Print the data below exactly, but only the lines from the one containing "Where can the white" down to the one containing "Where can the truck hood", inclusive.

§ **Exercise inputs**
::::::::

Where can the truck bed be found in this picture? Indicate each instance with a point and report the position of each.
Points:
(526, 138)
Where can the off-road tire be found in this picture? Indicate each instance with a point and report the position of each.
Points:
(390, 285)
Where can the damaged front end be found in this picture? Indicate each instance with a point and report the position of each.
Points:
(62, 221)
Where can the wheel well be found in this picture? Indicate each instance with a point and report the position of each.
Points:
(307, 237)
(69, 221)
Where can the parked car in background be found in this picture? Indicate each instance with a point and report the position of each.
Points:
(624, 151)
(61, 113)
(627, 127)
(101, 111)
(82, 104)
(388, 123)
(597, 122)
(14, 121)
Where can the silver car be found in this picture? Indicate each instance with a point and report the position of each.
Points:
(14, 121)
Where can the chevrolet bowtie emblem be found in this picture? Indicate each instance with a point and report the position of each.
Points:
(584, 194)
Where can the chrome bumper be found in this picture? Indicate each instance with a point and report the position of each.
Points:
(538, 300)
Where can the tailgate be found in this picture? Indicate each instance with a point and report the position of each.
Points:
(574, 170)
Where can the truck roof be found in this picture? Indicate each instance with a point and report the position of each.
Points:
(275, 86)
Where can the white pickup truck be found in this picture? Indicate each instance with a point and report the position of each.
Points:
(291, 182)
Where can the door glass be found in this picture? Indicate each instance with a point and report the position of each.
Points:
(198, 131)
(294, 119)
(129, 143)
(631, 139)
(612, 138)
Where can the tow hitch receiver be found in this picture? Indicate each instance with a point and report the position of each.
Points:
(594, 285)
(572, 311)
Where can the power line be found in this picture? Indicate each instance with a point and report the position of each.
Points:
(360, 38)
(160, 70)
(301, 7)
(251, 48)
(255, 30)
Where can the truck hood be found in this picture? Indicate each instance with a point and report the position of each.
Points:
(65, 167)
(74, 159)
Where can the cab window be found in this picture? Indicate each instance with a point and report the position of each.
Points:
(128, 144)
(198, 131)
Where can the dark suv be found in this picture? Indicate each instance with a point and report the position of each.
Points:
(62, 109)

::::::::

§ **Completed task**
Where can the white pickup truck be found in this picture? Indicate each instance with a point and report the position of each.
Points:
(291, 182)
Where can the door glass be found in this picture? Indicate each instance with a point and report the position of each.
Points:
(198, 131)
(294, 119)
(129, 143)
(631, 139)
(612, 138)
Where can the tow hitch receiver be found in this picture? Indicate each instance with a point and report the position of each.
Points:
(594, 285)
(572, 311)
Where can the power line be found in this picture? Indicate each instance with a point and report the position of each.
Points:
(360, 38)
(160, 70)
(301, 7)
(251, 48)
(255, 30)
Where can the truck hood be found in this picture? Indicate each instance with a point and report the position of each.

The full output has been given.